* **Data in this exercise**:
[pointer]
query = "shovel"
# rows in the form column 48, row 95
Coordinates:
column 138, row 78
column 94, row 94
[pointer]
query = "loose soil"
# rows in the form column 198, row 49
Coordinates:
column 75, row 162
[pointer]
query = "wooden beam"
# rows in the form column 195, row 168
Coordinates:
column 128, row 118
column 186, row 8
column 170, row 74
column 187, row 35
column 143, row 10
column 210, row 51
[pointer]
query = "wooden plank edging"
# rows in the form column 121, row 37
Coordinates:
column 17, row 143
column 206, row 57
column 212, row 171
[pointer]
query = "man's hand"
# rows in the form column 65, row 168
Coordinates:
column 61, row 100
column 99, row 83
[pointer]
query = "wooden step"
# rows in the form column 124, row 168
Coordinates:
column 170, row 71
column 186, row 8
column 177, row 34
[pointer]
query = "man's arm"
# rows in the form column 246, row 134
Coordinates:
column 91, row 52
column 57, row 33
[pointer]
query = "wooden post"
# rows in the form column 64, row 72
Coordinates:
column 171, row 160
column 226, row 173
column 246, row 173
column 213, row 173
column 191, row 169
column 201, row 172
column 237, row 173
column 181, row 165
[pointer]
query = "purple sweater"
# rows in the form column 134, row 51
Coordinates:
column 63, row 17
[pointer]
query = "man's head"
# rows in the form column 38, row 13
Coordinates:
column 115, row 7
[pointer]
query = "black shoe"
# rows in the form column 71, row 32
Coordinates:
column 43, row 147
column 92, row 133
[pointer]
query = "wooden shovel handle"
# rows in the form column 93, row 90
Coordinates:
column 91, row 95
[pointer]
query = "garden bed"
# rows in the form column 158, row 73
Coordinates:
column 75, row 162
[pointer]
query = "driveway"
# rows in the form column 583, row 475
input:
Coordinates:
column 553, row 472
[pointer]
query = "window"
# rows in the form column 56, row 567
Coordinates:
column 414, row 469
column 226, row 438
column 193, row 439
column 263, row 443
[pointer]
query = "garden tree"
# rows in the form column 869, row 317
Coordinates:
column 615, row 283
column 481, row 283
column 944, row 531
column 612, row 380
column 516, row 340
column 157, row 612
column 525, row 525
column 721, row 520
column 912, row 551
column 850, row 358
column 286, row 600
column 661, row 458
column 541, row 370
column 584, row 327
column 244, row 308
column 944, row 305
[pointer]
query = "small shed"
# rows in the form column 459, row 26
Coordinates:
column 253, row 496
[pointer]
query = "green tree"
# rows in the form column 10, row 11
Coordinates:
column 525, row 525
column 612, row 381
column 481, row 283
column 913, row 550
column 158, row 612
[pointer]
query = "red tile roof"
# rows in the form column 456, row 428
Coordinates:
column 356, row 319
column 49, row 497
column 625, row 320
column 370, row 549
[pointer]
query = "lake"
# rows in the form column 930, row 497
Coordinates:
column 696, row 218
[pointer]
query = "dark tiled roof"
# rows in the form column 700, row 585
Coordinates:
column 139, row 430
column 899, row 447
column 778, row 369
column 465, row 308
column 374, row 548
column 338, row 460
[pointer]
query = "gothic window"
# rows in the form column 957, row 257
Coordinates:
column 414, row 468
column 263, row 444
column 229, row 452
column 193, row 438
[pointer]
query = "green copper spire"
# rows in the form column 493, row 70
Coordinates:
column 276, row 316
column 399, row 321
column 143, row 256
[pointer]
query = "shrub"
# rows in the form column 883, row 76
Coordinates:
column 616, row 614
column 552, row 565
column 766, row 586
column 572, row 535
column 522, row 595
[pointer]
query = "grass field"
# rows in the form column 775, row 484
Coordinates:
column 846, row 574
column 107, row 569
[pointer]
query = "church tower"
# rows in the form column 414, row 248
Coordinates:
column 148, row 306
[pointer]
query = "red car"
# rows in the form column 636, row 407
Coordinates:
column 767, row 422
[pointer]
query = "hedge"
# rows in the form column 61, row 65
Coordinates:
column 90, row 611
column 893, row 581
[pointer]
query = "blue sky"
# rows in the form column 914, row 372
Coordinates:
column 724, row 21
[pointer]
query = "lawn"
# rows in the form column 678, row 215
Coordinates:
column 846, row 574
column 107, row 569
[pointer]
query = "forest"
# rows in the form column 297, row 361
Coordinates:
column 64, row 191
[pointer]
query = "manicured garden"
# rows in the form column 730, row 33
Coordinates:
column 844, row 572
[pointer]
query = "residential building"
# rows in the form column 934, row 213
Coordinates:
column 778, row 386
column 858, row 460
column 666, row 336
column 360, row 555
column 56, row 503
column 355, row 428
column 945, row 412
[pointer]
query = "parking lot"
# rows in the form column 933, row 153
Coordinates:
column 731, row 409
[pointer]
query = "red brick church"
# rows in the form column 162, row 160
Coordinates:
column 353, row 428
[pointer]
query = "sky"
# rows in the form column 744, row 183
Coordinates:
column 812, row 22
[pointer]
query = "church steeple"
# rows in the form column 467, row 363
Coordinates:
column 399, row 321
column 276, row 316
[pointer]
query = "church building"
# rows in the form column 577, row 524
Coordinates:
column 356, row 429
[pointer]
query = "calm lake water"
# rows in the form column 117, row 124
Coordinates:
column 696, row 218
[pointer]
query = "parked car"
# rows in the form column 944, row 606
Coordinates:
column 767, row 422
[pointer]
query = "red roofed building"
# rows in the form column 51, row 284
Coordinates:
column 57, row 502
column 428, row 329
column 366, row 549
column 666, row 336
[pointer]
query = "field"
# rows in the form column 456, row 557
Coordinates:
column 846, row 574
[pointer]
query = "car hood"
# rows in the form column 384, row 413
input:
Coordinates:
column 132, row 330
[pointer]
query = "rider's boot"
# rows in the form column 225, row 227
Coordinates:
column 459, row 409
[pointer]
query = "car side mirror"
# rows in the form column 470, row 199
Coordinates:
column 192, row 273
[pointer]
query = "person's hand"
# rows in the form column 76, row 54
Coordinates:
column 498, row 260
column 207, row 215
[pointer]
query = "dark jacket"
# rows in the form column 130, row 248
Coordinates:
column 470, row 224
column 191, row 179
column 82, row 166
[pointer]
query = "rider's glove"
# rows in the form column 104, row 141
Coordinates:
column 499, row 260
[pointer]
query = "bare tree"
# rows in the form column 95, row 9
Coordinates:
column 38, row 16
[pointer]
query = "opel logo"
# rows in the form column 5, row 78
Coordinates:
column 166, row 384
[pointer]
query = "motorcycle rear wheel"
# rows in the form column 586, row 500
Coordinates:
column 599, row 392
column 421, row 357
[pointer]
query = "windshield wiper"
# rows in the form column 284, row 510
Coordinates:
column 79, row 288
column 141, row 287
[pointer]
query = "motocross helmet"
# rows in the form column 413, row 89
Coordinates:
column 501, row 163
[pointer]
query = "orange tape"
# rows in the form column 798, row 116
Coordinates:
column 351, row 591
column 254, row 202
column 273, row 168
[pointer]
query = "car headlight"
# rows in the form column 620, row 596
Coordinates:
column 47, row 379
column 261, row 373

* **Instruction**:
Transcribe every entry exactly.

* **Task result**:
[pointer]
query = "shovel"
# rows in the form column 48, row 95
Coordinates:
column 138, row 78
column 94, row 94
[pointer]
query = "loose soil"
# rows in the form column 198, row 49
Coordinates:
column 75, row 162
[pointer]
query = "wooden beam"
# rows in the form column 195, row 168
Coordinates:
column 128, row 118
column 186, row 8
column 170, row 74
column 187, row 35
column 143, row 10
column 210, row 51
[pointer]
query = "wooden plank edging"
# rows in the form column 121, row 37
Coordinates:
column 17, row 143
column 206, row 57
column 212, row 171
[pointer]
query = "man's hand"
# rows in the form column 65, row 168
Coordinates:
column 61, row 100
column 99, row 83
[pointer]
query = "wooden step"
# rows in the form column 124, row 168
Coordinates:
column 170, row 71
column 186, row 8
column 177, row 34
[pointer]
query = "man's arm"
# rows in the form column 246, row 134
Coordinates:
column 91, row 52
column 57, row 33
[pointer]
query = "wooden post"
# rows in the form column 64, row 72
Coordinates:
column 171, row 160
column 226, row 173
column 246, row 173
column 213, row 173
column 191, row 169
column 201, row 172
column 237, row 173
column 181, row 165
[pointer]
query = "purple sweater"
# rows in the form column 134, row 51
Coordinates:
column 63, row 17
[pointer]
query = "man's head"
# rows in the form column 38, row 13
Coordinates:
column 115, row 7
[pointer]
query = "black shoe"
# rows in the form column 71, row 32
Coordinates:
column 43, row 147
column 92, row 133
[pointer]
query = "wooden shovel handle"
# rows in the form column 93, row 90
Coordinates:
column 91, row 95
[pointer]
query = "garden bed"
# rows in the form column 158, row 73
Coordinates:
column 75, row 162
[pointer]
query = "driveway"
# rows in the form column 583, row 475
input:
Coordinates:
column 553, row 472
[pointer]
query = "window"
# rows in the form column 56, row 567
Coordinates:
column 414, row 469
column 226, row 438
column 193, row 439
column 263, row 443
[pointer]
query = "garden tree"
# rows in the form column 869, row 317
Coordinates:
column 615, row 283
column 481, row 283
column 944, row 531
column 612, row 380
column 516, row 340
column 157, row 612
column 525, row 525
column 721, row 520
column 912, row 551
column 850, row 358
column 286, row 600
column 661, row 458
column 541, row 370
column 584, row 327
column 244, row 308
column 944, row 305
[pointer]
query = "small shed"
# rows in the form column 459, row 26
Coordinates:
column 253, row 496
[pointer]
query = "green tree"
# rows in the form column 10, row 11
Coordinates:
column 525, row 525
column 612, row 381
column 481, row 283
column 913, row 550
column 158, row 612
[pointer]
query = "red tile roof"
# rows in the form column 456, row 428
Coordinates:
column 356, row 319
column 49, row 497
column 625, row 320
column 370, row 549
[pointer]
query = "lake"
# rows in the form column 930, row 497
Coordinates:
column 696, row 218
[pointer]
query = "dark tiled roof"
# rows in the form column 700, row 585
Coordinates:
column 139, row 430
column 899, row 447
column 778, row 369
column 465, row 308
column 374, row 548
column 338, row 460
[pointer]
query = "gothic window"
# rows in the form column 957, row 257
Coordinates:
column 414, row 468
column 263, row 444
column 229, row 452
column 193, row 438
[pointer]
query = "green copper spire"
# rows in the form column 493, row 70
Coordinates:
column 276, row 316
column 399, row 321
column 143, row 256
[pointer]
query = "shrub"
# rows in the form column 883, row 76
Coordinates:
column 616, row 614
column 552, row 565
column 766, row 586
column 572, row 535
column 522, row 595
[pointer]
query = "grass field"
# rows in the form column 775, row 484
Coordinates:
column 846, row 574
column 107, row 569
[pointer]
query = "church tower"
# rows in the form column 414, row 248
Coordinates:
column 148, row 306
[pointer]
query = "red car"
# rows in the form column 636, row 407
Coordinates:
column 767, row 422
[pointer]
query = "hedge"
# rows in the form column 61, row 65
Coordinates:
column 90, row 611
column 893, row 581
[pointer]
query = "blue sky"
# rows in the form column 914, row 372
Coordinates:
column 724, row 21
[pointer]
query = "lawn"
# rows in the form column 678, row 215
Coordinates:
column 846, row 574
column 107, row 569
[pointer]
query = "forest"
# rows in the form column 297, row 361
Coordinates:
column 64, row 191
[pointer]
query = "manicured garden"
# rows in the form column 730, row 33
Coordinates:
column 844, row 572
[pointer]
query = "residential building"
# rows in the form column 934, row 213
Coordinates:
column 778, row 386
column 858, row 460
column 666, row 336
column 360, row 555
column 56, row 503
column 355, row 428
column 945, row 412
[pointer]
query = "parking lot"
# rows in the form column 933, row 153
Coordinates:
column 731, row 409
[pointer]
query = "red brick church"
# rows in the form column 162, row 160
Coordinates:
column 353, row 428
[pointer]
query = "sky"
# rows in the form column 744, row 183
Coordinates:
column 812, row 22
[pointer]
query = "church steeple"
# rows in the form column 467, row 363
Coordinates:
column 399, row 321
column 276, row 316
[pointer]
query = "church building"
# rows in the form column 577, row 524
Coordinates:
column 356, row 429
[pointer]
query = "calm lake water"
# rows in the form column 117, row 124
Coordinates:
column 696, row 218
[pointer]
query = "parked car"
# rows in the form column 944, row 606
Coordinates:
column 767, row 422
[pointer]
query = "red roofed building"
# rows in the form column 51, row 284
Coordinates:
column 57, row 502
column 428, row 329
column 366, row 549
column 666, row 336
[pointer]
query = "field"
# rows in the form column 456, row 557
Coordinates:
column 846, row 574
[pointer]
query = "car hood"
# rows in the form column 384, row 413
input:
Coordinates:
column 132, row 330
[pointer]
query = "rider's boot"
# rows in the form column 225, row 227
Coordinates:
column 459, row 409
[pointer]
query = "car side mirror"
# rows in the form column 470, row 199
Coordinates:
column 192, row 273
[pointer]
query = "person's hand"
# rows in the form column 76, row 54
Coordinates:
column 498, row 260
column 207, row 215
[pointer]
query = "dark jacket"
# rows in the form column 130, row 248
Coordinates:
column 470, row 224
column 191, row 179
column 82, row 166
[pointer]
query = "rider's glove"
# rows in the form column 104, row 141
Coordinates:
column 499, row 260
[pointer]
query = "bare tree"
# rows in the form column 95, row 9
Coordinates:
column 38, row 16
[pointer]
query = "opel logo"
# rows in the form column 5, row 78
Coordinates:
column 166, row 384
[pointer]
query = "motorcycle rear wheel"
# rows in the form column 586, row 500
Coordinates:
column 599, row 392
column 421, row 357
[pointer]
query = "windshield wiper"
# rows in the form column 284, row 510
Coordinates:
column 79, row 288
column 141, row 287
[pointer]
query = "motocross helmet"
# rows in the form column 413, row 89
Coordinates:
column 501, row 163
[pointer]
query = "orange tape"
# rows in the form column 798, row 116
Coordinates:
column 351, row 591
column 254, row 202
column 273, row 168
[pointer]
query = "car headlight"
# rows in the form column 620, row 596
Coordinates:
column 47, row 379
column 261, row 373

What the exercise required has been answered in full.